+++ SOURCE +++
This issue came up at a client site recently. What I suggested is that I make an EG add-in (think a button with a skull on it) that would call a web service on the server and that service could kill the processes. The server would be protected and the server admins could write the scripts necessary to kill processes. I think it is feasible to go this route.

On Windows Server, use the sysinternals library to do the same thing as a kill does on Unix. Regardless, the process can be automated IMO. Care would need to be taken that the correct process is identified, that only the intended application could call the service, etc.

Alan

Alan Churchill Savian "Bridging SAS and Microsoft Technologies" www.savian.net

-----Original Message----- From: SAS(r) Discussion [mailto:SAS-L@LISTSERV.UGA.EDU] On Behalf Of David Sent: Wednesday, July 11, 2007 9:06 PM To: SAS-L@LISTSERV.UGA.EDU Subject: Jobs that won't die

You know the drill - kill the desktop SAS session, then really kill it from the task list, then log on to Unix, find the offending process and kill -9 it, then phone the Oracle DBA and get them to terminate the database process...

I'm using three out-of-band processes (the task manager, telnet and the good old fashioned telephone to kill the respective processes. Why can't someone invent an out of band process that goes directly from SAS or EG to the server? (This isn't the eighties, out PC's can multi-task!) How hard would it be for the client to send a kill signal to the server?

And why on earth does the Unix SAS Server process not respond promptly/ properly to SIGTERM? Why do we have to resort to kill -9?

And forget trying to kill anything on an NT server (just pray that some zombie process doesn't keep a lock on critical files). Why can't SAS play nicely and clean up after itself?

It's enough to make me want to give up and go home for the day.
+++ SUPPLIED INFORMATION +++
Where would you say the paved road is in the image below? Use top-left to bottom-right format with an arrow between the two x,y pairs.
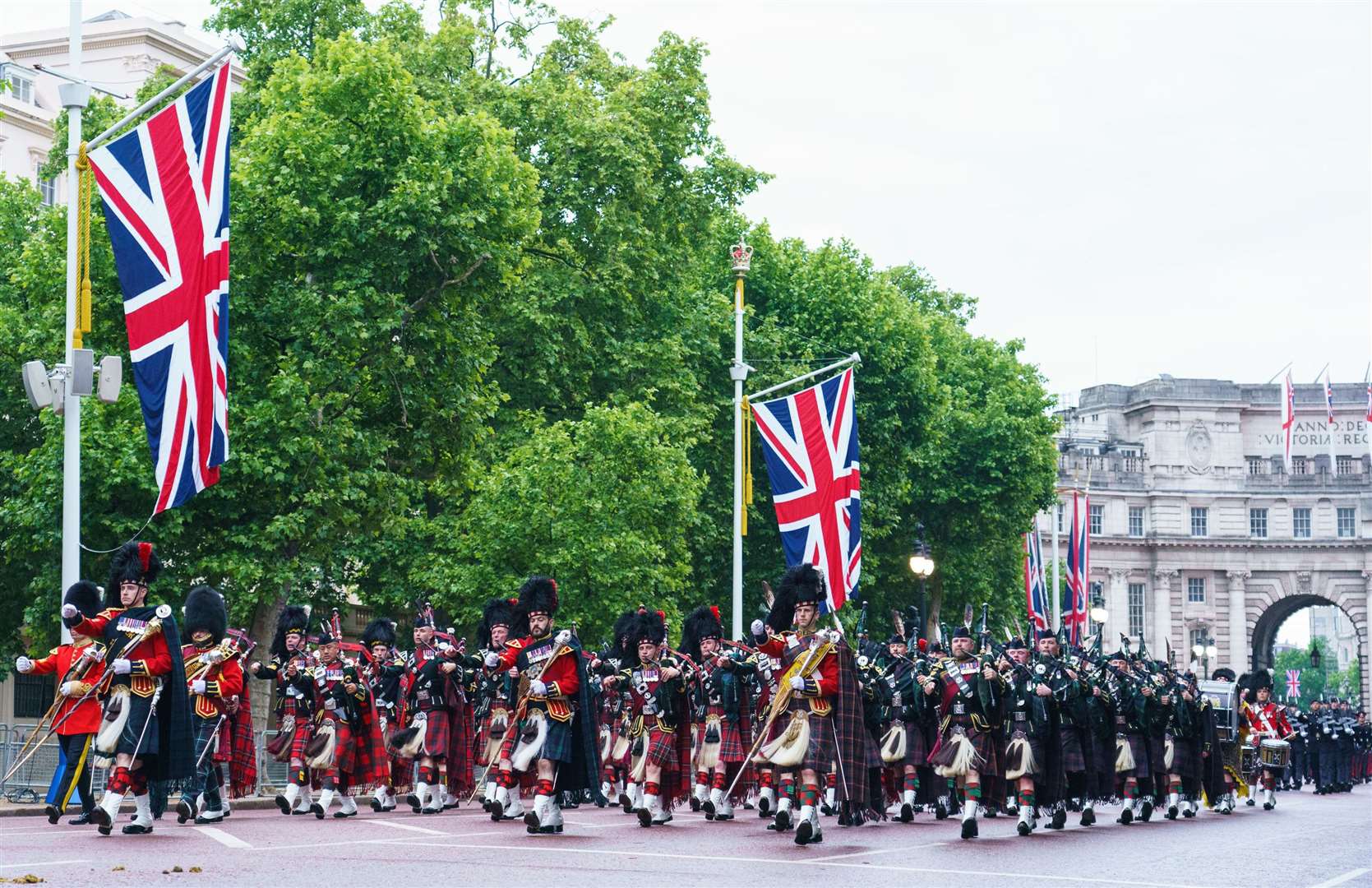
+++
▸ **WHAT TO WORK ON**
**1.** In the post, what should be used on Windows Server to do the same thing a kill does on Unix?
**2.** Return the passage of the post from "This issue came" up to and including "go this route.", copied word for word.
The data can be set aside; it plays no part here.

▸ **TASK-BY-TASK SOLUTIONS**
**1.** The sysinternals library.

**2.**
This issue came up at a client site recently. What I suggested is that I make an EG add-in (think a button with a skull on it) that would call a web service on the server and that service could kill the processes. The server would be protected and the server admins could write the scripts necessary to kill processes. I think it is feasible to go this route.